Please restate the data word for word.
### Input records ###
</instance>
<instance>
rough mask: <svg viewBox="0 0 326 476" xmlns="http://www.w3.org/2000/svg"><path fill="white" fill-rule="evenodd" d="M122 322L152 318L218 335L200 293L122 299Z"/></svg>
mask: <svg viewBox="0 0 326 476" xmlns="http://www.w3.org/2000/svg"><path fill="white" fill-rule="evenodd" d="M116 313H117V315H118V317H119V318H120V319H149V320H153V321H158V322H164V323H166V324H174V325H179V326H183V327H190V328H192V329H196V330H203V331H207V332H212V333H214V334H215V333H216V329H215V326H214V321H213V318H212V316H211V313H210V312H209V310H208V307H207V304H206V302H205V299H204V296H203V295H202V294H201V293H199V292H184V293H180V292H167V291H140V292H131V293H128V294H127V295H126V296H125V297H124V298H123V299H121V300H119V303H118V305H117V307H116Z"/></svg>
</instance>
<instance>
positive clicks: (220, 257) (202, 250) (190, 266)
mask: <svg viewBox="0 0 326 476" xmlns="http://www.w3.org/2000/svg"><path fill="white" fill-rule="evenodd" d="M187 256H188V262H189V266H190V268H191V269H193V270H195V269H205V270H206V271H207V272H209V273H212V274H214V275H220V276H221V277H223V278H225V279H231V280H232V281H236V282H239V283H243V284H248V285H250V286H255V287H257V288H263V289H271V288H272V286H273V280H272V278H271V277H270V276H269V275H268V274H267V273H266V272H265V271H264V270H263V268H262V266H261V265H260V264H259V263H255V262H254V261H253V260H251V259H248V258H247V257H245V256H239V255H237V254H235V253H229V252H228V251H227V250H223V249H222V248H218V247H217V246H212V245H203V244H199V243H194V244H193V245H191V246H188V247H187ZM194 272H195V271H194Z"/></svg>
###
Solution to this task:
</instance>
<instance>
rough mask: <svg viewBox="0 0 326 476" xmlns="http://www.w3.org/2000/svg"><path fill="white" fill-rule="evenodd" d="M122 322L152 318L218 335L200 293L122 299Z"/></svg>
mask: <svg viewBox="0 0 326 476" xmlns="http://www.w3.org/2000/svg"><path fill="white" fill-rule="evenodd" d="M116 313H117V315H118V317H119V318H120V319H149V320H153V321H158V322H164V323H166V324H174V325H179V326H183V327H190V328H192V329H196V330H203V331H207V332H212V333H214V334H215V333H216V329H215V326H214V321H213V318H212V316H211V313H210V312H209V310H208V307H207V304H206V302H205V299H204V296H203V295H202V294H201V293H199V292H184V293H180V292H167V291H140V292H131V293H128V294H127V295H126V296H125V297H124V298H123V299H121V300H119V303H118V305H117V307H116Z"/></svg>
</instance>
<instance>
positive clicks: (220, 257) (202, 250) (190, 266)
mask: <svg viewBox="0 0 326 476" xmlns="http://www.w3.org/2000/svg"><path fill="white" fill-rule="evenodd" d="M187 256H188V262H189V266H190V268H191V269H193V270H195V269H205V270H206V271H207V272H209V273H212V274H214V275H220V276H221V277H223V278H225V279H231V280H232V281H236V282H239V283H243V284H248V285H250V286H255V287H257V288H263V289H271V288H272V286H273V280H272V278H271V277H270V276H269V275H268V274H267V273H266V272H265V271H264V270H263V268H262V266H261V265H260V264H259V263H255V262H254V261H253V260H251V259H248V258H247V257H245V256H239V255H237V254H235V253H229V252H228V251H227V250H223V249H222V248H218V247H217V246H212V245H203V244H199V243H194V244H193V245H191V246H188V247H187ZM194 272H195V271H194Z"/></svg>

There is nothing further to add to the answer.